Brief. Retype each record exactly.

*** Record set ***

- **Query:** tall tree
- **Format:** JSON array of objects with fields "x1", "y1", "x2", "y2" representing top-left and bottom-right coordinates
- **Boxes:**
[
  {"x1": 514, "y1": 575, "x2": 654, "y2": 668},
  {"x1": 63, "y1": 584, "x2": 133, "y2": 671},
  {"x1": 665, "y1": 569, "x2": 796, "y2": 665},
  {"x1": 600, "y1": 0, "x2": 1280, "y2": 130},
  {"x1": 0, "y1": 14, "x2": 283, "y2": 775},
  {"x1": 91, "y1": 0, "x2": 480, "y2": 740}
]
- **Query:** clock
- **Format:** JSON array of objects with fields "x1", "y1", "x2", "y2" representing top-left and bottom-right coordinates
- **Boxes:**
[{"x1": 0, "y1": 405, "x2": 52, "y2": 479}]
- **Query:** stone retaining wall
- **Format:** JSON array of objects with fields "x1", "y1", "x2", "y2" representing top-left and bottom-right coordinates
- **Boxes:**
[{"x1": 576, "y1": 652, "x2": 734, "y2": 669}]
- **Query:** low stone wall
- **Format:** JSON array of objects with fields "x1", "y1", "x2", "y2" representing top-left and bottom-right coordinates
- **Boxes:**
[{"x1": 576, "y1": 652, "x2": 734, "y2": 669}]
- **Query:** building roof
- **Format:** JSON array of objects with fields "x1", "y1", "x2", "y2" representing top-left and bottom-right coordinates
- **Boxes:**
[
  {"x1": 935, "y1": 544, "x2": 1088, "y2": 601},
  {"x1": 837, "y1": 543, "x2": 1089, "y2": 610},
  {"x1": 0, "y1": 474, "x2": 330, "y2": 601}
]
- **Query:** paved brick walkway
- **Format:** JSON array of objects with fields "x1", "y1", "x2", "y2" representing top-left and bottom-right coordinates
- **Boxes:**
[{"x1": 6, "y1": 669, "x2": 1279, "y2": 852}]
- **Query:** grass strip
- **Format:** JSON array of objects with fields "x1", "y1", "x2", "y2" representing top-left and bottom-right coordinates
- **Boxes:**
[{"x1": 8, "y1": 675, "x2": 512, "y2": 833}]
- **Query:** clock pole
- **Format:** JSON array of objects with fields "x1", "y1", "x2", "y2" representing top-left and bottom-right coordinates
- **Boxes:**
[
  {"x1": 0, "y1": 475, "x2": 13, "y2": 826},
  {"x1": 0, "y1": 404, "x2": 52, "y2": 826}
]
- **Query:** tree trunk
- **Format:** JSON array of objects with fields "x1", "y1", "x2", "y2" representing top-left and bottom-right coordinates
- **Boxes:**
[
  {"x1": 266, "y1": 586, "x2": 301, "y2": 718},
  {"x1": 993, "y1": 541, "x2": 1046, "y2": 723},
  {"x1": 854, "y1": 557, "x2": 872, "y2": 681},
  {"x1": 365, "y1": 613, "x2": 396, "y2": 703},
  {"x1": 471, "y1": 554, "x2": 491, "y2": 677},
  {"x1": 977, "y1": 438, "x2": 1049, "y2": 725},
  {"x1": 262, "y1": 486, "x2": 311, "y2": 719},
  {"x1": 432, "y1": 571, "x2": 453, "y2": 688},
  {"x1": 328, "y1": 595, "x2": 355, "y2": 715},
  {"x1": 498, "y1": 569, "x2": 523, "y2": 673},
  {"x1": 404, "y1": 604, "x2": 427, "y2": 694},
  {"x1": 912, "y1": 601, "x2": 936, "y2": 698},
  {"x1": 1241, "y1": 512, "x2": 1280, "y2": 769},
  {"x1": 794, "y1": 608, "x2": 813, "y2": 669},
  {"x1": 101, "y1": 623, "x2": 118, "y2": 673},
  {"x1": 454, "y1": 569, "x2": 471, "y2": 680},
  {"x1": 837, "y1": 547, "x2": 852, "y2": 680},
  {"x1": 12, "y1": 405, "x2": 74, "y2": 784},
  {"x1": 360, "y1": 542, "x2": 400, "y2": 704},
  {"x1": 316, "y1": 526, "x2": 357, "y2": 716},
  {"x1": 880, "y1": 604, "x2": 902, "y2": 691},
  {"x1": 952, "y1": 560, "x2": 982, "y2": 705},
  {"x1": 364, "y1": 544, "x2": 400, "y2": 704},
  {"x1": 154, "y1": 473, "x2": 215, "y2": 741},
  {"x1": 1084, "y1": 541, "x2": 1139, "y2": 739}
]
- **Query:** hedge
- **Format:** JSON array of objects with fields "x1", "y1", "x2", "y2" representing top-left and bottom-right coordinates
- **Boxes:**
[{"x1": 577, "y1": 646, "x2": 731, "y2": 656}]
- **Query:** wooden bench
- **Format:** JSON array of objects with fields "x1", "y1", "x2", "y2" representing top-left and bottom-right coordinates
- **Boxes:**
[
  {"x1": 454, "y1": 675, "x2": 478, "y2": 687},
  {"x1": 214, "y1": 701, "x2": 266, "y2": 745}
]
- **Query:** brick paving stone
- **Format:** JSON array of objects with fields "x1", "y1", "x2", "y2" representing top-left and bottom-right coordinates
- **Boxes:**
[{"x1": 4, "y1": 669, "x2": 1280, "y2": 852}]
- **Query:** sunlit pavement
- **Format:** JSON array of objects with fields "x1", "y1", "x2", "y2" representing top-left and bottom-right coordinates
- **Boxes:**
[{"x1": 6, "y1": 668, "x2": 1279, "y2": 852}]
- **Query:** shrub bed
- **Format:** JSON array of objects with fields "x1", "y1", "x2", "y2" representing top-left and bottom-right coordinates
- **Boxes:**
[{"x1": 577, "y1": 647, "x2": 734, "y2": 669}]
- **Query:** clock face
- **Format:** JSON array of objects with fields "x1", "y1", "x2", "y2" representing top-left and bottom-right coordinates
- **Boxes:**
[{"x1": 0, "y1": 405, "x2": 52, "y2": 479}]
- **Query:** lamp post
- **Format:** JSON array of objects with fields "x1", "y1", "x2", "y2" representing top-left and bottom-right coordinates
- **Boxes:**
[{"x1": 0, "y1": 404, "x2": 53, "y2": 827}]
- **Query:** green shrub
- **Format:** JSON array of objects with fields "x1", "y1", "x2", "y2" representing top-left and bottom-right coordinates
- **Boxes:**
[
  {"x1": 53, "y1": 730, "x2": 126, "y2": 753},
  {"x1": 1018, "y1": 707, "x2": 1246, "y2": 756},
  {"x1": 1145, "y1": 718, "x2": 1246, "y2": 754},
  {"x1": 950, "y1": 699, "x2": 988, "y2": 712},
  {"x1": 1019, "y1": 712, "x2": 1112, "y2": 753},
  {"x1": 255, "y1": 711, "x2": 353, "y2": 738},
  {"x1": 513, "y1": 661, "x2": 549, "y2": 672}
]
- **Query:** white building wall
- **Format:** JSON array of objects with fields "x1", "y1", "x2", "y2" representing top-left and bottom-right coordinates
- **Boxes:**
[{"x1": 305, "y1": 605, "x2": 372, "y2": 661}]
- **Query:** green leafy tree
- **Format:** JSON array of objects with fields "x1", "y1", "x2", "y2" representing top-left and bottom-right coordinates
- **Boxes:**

*** End of Record set ***

Response to this exercise.
- **Query:** tall tree
- **Format:** JSON array of objects with fields "x1", "y1", "x2", "y2" representing top-left and bottom-right coordinates
- **Boxes:**
[
  {"x1": 514, "y1": 575, "x2": 654, "y2": 668},
  {"x1": 63, "y1": 584, "x2": 133, "y2": 671},
  {"x1": 665, "y1": 569, "x2": 796, "y2": 665},
  {"x1": 600, "y1": 0, "x2": 1280, "y2": 130},
  {"x1": 0, "y1": 14, "x2": 283, "y2": 775},
  {"x1": 91, "y1": 0, "x2": 480, "y2": 740}
]
- **Query:** clock
- **Format:** JSON array of objects with fields "x1", "y1", "x2", "y2" representing top-left and bottom-right coordinates
- **Boxes:**
[{"x1": 0, "y1": 405, "x2": 52, "y2": 479}]
- **Query:** stone retaining wall
- **Format:** JSON array of objects with fields "x1", "y1", "x2", "y2" representing top-left and bottom-right coordinates
- **Boxes:**
[{"x1": 576, "y1": 652, "x2": 734, "y2": 669}]
- **Query:** low stone wall
- **Format:** JSON array of objects with fields "x1", "y1", "x2", "y2" representing top-left and bottom-right coordinates
- **Boxes:**
[{"x1": 576, "y1": 652, "x2": 734, "y2": 669}]
- **Query:** building roof
- **Format:** JSON array of objects with fields "x1", "y1", "x2", "y2" representing top-left and bottom-right coordinates
- **Boxes:**
[
  {"x1": 935, "y1": 544, "x2": 1088, "y2": 601},
  {"x1": 837, "y1": 543, "x2": 1089, "y2": 610},
  {"x1": 0, "y1": 474, "x2": 330, "y2": 601}
]
- **Query:** paved brick walkway
- **Format:** JSON array of objects with fields "x1", "y1", "x2", "y2" representing top-left and bottom-right coordinates
- **Boxes:**
[{"x1": 6, "y1": 669, "x2": 1279, "y2": 852}]
- **Query:** grass strip
- **Format:** JSON array of objects with fields "x1", "y1", "x2", "y2" representing top-left and bottom-right coordinates
- **Boxes:**
[{"x1": 8, "y1": 675, "x2": 512, "y2": 833}]
- **Query:** clock pole
- **Format:** JSON array of objects with fields "x1", "y1", "x2", "y2" representing top-left and bottom-right coordinates
- **Boxes:**
[
  {"x1": 0, "y1": 475, "x2": 13, "y2": 826},
  {"x1": 0, "y1": 404, "x2": 52, "y2": 826}
]
- **Query:** tree trunk
- **Format:** JSON array of objects with fields "x1", "y1", "x2", "y2" representing top-left and bottom-right coordinates
- **Boxes:**
[
  {"x1": 266, "y1": 586, "x2": 301, "y2": 718},
  {"x1": 993, "y1": 541, "x2": 1046, "y2": 723},
  {"x1": 854, "y1": 557, "x2": 872, "y2": 681},
  {"x1": 365, "y1": 613, "x2": 396, "y2": 703},
  {"x1": 471, "y1": 554, "x2": 491, "y2": 677},
  {"x1": 977, "y1": 438, "x2": 1049, "y2": 725},
  {"x1": 262, "y1": 486, "x2": 311, "y2": 719},
  {"x1": 432, "y1": 571, "x2": 453, "y2": 688},
  {"x1": 328, "y1": 595, "x2": 355, "y2": 715},
  {"x1": 498, "y1": 569, "x2": 523, "y2": 673},
  {"x1": 404, "y1": 604, "x2": 427, "y2": 694},
  {"x1": 912, "y1": 601, "x2": 936, "y2": 698},
  {"x1": 1241, "y1": 512, "x2": 1280, "y2": 769},
  {"x1": 794, "y1": 608, "x2": 813, "y2": 669},
  {"x1": 101, "y1": 623, "x2": 118, "y2": 673},
  {"x1": 454, "y1": 569, "x2": 471, "y2": 680},
  {"x1": 837, "y1": 547, "x2": 852, "y2": 680},
  {"x1": 12, "y1": 405, "x2": 74, "y2": 784},
  {"x1": 360, "y1": 542, "x2": 400, "y2": 704},
  {"x1": 316, "y1": 526, "x2": 357, "y2": 716},
  {"x1": 880, "y1": 604, "x2": 902, "y2": 691},
  {"x1": 952, "y1": 560, "x2": 982, "y2": 705},
  {"x1": 364, "y1": 544, "x2": 400, "y2": 704},
  {"x1": 154, "y1": 473, "x2": 215, "y2": 741},
  {"x1": 1084, "y1": 541, "x2": 1139, "y2": 739}
]
- **Query:** hedge
- **Format:** JSON array of objects with fields "x1", "y1", "x2", "y2" representing top-left and bottom-right coordinates
- **Boxes:**
[{"x1": 577, "y1": 646, "x2": 731, "y2": 656}]
- **Query:** wooden bench
- **Format:** JSON array of objects with fields "x1", "y1", "x2", "y2" representing top-left and bottom-right coordinates
- **Boxes:**
[
  {"x1": 454, "y1": 675, "x2": 478, "y2": 687},
  {"x1": 214, "y1": 701, "x2": 266, "y2": 745}
]
- **Query:** brick paving stone
- **Format:** JSON array of objects with fields "x1", "y1", "x2", "y2" representing top-left and bottom-right coordinates
- **Boxes:**
[{"x1": 4, "y1": 669, "x2": 1280, "y2": 852}]
- **Query:** sunlit pavement
- **Format:** JSON array of objects with fields "x1", "y1", "x2", "y2" representing top-left and bottom-right coordinates
- **Boxes:**
[{"x1": 6, "y1": 668, "x2": 1279, "y2": 852}]
- **Query:** shrub bed
- **Format:** JSON array of objects with fields "x1", "y1", "x2", "y2" representing top-left and bottom-right coordinates
- **Boxes:**
[{"x1": 577, "y1": 647, "x2": 734, "y2": 669}]
- **Query:** clock face
- **Format:** JSON array of objects with fields "x1", "y1", "x2", "y2" representing top-left and bottom-right coordinates
- **Boxes:**
[{"x1": 0, "y1": 405, "x2": 52, "y2": 479}]
- **Query:** lamp post
- **Format:** JSON array of objects with fields "x1", "y1", "x2", "y2" representing top-left and bottom-right coordinates
- **Boxes:**
[{"x1": 0, "y1": 404, "x2": 53, "y2": 827}]
- **Query:** green shrub
- **Format:** JSON array of objects with fields "x1", "y1", "x2", "y2" representing top-left and bottom-right coordinates
- **Boxes:**
[
  {"x1": 53, "y1": 730, "x2": 126, "y2": 753},
  {"x1": 1018, "y1": 707, "x2": 1246, "y2": 756},
  {"x1": 1145, "y1": 718, "x2": 1246, "y2": 754},
  {"x1": 950, "y1": 699, "x2": 988, "y2": 712},
  {"x1": 1019, "y1": 712, "x2": 1112, "y2": 753},
  {"x1": 255, "y1": 711, "x2": 353, "y2": 738},
  {"x1": 513, "y1": 661, "x2": 549, "y2": 672}
]
- **Query:** white building wall
- **Format:** JSON array of objects with fields "x1", "y1", "x2", "y2" representing top-left and bottom-right coordinates
- **Boxes:**
[{"x1": 305, "y1": 605, "x2": 372, "y2": 661}]
- **Query:** green leafy tree
- **Format:** JSON array of objects with fields "x1", "y1", "x2", "y2" representing top-left and bottom-right coordinates
- **Boxes:**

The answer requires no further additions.